What to do :: Give an exact copy of the data that follows, but none of its pictures.

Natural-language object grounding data
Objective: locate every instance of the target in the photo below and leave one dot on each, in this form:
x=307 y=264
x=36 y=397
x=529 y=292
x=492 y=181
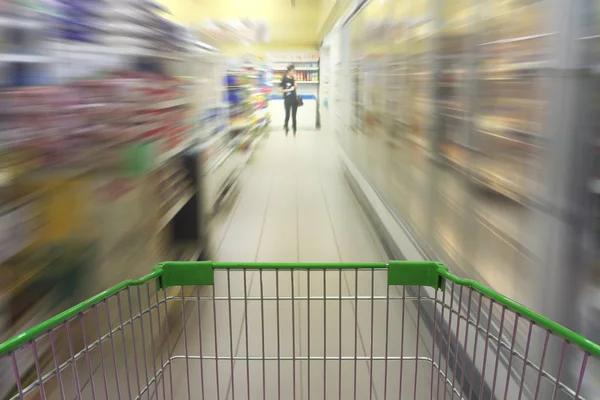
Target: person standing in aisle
x=290 y=96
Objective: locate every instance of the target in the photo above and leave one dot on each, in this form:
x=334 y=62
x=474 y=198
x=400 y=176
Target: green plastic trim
x=201 y=273
x=565 y=333
x=416 y=273
x=295 y=266
x=26 y=337
x=178 y=273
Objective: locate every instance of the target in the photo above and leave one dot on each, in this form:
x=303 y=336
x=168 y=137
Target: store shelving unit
x=96 y=125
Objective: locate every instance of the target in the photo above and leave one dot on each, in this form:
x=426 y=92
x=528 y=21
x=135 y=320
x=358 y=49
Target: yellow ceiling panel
x=287 y=24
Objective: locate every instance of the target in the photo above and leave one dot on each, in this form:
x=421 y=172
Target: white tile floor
x=294 y=206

Output of the task ::
Objective: locate every instance of the target in the photo below and leave one dot on each, in this form:
x=307 y=264
x=36 y=397
x=529 y=292
x=492 y=181
Target: person standing in aisle
x=290 y=96
Objective: locate every instance of the target in the photo above and leave one dot on each, in this form:
x=334 y=62
x=474 y=198
x=400 y=176
Target: green plastic trim
x=201 y=273
x=565 y=333
x=416 y=273
x=295 y=266
x=26 y=337
x=178 y=273
Objective: locate every instance of the target in the photo above and leave one dot on each, in this form:
x=303 y=336
x=168 y=137
Target: store shelving unit
x=96 y=125
Objective: locate every instance of the target in the photo above and leave one dot on each, in this form:
x=426 y=92
x=528 y=21
x=135 y=320
x=358 y=49
Target: yellow ceiling panel
x=287 y=24
Objective: locate every instance of the target in the photo above and leave one dot on each, in this form:
x=421 y=172
Target: white tile floor
x=294 y=206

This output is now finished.